TEXTE SOURCE —
# # # #

Paris : Fayard, 1992. - 701 p. ; 22 cm.
ISBN 2-213-02865-6 : 180 F.

Ecrire une biographie de Gutenberg relève de la gageure : rares sont les héros de notre histoire qui ont laissé aussi peu de traces incontestables. Il ne subsiste aucun portrait de lui : le plus ancien, fantaisiste, a été dessiné 100 ans après sa mort. Le plus fréquemment reproduit, celui avec la barbe, le bonnet et une boîte contenant quelques caractères typographiques est une gravure qui remonte à 1584 et n'a sans doute non plus rien d'authentique.

Un homme d'action

Les lieux où l'on suppose qu'il a vécu ont été détruits dans le bombardement de Mayence en 1942. Il ne subsiste pas non plus de document écrit de sa main.

Du moins reste-t-il les livres, tout de même ! Oui, mais aucun, y compris la Bible qui porte son nom, ne contient de mention l'attribuant à Gutenberg. Il faut donc se rabattre sur quelques documents d'archives signalant la présence, ici et là, de l'imprimeur, sans jamais nous dire d'ailleurs qu'il imprime.

Prudence ! Une partie notable de ces archives, notamment celles conservées à Strasbourg, ont été détruites durant les révolutions et les guerres. Elles ne sont connues que par les copies faites aux XVIIIe et XIXe siècles par de laborieux archivistes.

Cette pénurie, loin de décourager les historiens, a laissé le champ libre aux hypothèses, aux interprétations, aux légendes, aux mensonges parfois, de telle sorte qu'il est difficile aujourd'hui de distinguer le sûr du probable ou de l'erroné.

# # # #

ENSEMBLE D'ENREGISTREMENTS —
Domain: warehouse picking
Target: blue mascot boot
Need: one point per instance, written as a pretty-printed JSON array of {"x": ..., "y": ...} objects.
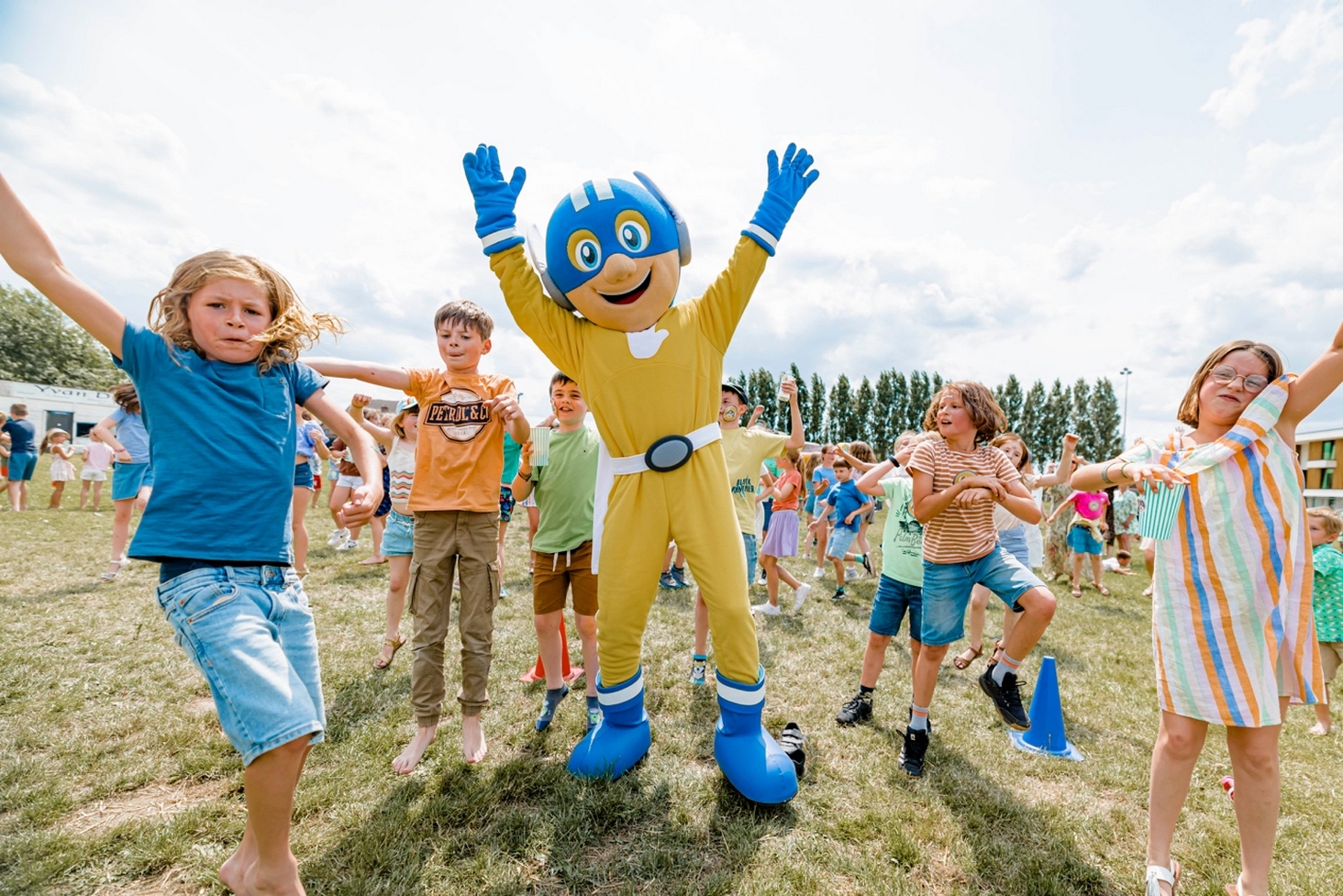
[
  {"x": 621, "y": 737},
  {"x": 749, "y": 757}
]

# # # #

ÉNONCÉ — Résumez en deux phrases le texte sur la biographie de Gutenberg. Ces enregistrements proviennent d'une autre source que le texte.

SOLUTION COMPLÈTE — Écrire une biographie de Gutenberg est une gageure, car il ne reste de lui ni portrait authentique ni document de sa main, aucun livre ne porte de mention qui le lui attribue, et les lieux où il aurait vécu ont été détruits en 1942. Les rares archives qui signalent sa présence, dont une partie n'est connue que par des copies des XVIIIe et XIXe siècles, ont laissé le champ libre aux hypothèses et aux légendes, si bien qu'il est difficile de distinguer le sûr du probable ou de l'erroné.